------ Data provided ------
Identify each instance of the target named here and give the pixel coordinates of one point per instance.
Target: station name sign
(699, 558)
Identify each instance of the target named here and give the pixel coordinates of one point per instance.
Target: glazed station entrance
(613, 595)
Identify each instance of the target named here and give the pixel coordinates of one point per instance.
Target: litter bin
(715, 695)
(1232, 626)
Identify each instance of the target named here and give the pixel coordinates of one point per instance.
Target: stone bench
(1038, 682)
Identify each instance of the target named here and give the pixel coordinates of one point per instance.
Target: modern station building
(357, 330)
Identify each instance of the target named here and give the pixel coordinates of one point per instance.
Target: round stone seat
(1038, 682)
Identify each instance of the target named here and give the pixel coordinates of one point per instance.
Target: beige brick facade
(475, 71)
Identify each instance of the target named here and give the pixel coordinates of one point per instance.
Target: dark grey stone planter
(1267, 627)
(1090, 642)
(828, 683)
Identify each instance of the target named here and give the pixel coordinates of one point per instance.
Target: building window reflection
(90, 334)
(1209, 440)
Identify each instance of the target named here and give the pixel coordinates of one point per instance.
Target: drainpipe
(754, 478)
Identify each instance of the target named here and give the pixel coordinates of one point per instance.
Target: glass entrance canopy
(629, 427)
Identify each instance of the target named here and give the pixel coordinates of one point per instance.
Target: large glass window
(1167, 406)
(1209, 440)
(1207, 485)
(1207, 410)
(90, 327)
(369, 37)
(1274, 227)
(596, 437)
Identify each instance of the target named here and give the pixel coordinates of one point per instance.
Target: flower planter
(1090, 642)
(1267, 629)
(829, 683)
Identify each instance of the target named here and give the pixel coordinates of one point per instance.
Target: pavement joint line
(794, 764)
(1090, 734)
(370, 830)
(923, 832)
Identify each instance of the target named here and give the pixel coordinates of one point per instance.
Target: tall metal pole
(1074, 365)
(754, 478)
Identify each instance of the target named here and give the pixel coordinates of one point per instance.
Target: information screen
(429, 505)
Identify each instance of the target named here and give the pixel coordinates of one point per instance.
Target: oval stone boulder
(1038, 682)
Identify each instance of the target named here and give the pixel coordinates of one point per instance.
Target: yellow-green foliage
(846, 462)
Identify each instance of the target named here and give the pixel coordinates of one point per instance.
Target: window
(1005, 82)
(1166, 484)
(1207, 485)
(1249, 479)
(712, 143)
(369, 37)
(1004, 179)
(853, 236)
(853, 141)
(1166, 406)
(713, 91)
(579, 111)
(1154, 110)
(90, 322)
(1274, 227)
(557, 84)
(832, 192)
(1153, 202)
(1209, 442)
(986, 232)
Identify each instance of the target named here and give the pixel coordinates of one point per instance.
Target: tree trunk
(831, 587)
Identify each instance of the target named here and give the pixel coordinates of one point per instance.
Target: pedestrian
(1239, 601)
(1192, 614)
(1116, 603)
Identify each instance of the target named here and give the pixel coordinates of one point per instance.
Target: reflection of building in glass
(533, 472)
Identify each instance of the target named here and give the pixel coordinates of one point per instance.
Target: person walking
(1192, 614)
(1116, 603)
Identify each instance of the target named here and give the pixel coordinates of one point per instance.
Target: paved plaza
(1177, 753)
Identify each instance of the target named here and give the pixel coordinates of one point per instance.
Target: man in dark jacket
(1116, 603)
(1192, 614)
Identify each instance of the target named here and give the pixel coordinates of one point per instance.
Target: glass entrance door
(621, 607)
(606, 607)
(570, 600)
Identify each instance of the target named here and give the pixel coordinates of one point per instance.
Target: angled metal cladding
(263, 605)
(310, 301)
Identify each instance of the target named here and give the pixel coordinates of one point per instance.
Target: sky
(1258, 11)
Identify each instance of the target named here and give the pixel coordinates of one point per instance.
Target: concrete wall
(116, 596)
------
▶ _Exercise brief_: Tally the lines in the entries above that contain the word "planter" and give only that number.

▶ _Solved problem_: 2